WHAT NEEDS TO BE DONE:
State how many lines in the listing below contain the string "every" and reply with that number alone.

ENTRIES:

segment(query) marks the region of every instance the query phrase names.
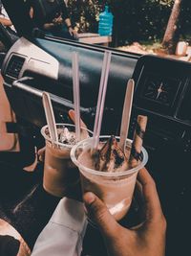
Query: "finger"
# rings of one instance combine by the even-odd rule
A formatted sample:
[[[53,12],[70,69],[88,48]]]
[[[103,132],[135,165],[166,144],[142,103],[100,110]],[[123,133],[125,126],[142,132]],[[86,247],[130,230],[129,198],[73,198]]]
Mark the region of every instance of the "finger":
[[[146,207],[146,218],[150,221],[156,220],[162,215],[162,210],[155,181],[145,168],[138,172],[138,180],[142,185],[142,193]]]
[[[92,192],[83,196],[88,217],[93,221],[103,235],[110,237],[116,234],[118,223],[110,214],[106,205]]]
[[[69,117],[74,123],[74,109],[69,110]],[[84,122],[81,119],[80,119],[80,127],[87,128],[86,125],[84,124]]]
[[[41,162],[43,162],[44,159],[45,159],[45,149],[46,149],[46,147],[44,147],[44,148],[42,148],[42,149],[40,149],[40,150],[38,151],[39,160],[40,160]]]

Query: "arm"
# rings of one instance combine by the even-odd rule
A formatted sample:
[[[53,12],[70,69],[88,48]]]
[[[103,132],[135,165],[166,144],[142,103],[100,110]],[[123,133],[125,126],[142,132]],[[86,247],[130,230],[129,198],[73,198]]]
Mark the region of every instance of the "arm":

---

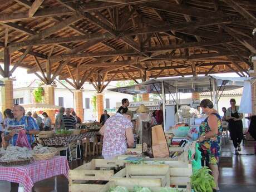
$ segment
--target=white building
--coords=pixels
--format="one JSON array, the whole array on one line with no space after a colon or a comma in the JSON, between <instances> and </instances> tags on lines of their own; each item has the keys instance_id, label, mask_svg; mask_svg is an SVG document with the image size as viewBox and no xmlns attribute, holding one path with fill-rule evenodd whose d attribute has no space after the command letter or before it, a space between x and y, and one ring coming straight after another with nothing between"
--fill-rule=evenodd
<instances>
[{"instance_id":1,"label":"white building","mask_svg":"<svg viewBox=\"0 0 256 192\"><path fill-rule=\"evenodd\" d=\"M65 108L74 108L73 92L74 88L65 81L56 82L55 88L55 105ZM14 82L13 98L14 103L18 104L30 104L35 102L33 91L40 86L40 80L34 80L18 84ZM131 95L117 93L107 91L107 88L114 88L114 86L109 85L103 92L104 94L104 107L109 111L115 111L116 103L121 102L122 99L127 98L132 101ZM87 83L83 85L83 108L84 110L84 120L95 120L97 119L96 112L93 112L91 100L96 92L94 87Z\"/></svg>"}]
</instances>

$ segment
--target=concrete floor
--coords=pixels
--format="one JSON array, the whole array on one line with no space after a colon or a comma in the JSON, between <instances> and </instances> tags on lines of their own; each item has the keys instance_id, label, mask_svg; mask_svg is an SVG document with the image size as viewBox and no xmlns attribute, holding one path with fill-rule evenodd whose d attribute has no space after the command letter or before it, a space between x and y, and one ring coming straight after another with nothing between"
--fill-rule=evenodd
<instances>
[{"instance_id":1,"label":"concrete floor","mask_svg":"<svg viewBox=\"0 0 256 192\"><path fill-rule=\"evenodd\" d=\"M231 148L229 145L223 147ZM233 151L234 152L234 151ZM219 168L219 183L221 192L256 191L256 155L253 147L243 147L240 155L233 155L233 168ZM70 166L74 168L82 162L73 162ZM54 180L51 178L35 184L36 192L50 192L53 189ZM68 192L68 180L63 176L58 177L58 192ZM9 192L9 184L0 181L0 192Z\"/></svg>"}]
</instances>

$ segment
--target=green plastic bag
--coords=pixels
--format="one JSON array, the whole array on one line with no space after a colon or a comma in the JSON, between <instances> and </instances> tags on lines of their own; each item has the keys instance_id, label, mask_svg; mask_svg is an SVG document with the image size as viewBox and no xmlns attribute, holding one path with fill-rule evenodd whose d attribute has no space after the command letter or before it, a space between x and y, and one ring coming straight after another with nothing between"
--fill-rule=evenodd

...

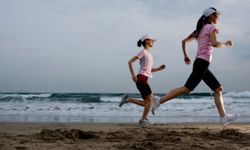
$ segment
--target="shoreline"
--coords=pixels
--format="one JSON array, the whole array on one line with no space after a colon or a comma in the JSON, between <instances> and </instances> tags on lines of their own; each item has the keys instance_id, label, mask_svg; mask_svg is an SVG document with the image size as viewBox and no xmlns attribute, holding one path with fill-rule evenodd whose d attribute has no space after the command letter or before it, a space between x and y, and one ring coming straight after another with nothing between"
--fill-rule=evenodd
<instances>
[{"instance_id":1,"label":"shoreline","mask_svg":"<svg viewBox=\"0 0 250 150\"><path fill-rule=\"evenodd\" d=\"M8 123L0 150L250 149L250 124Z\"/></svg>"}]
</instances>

WRITTEN SOLUTION:
3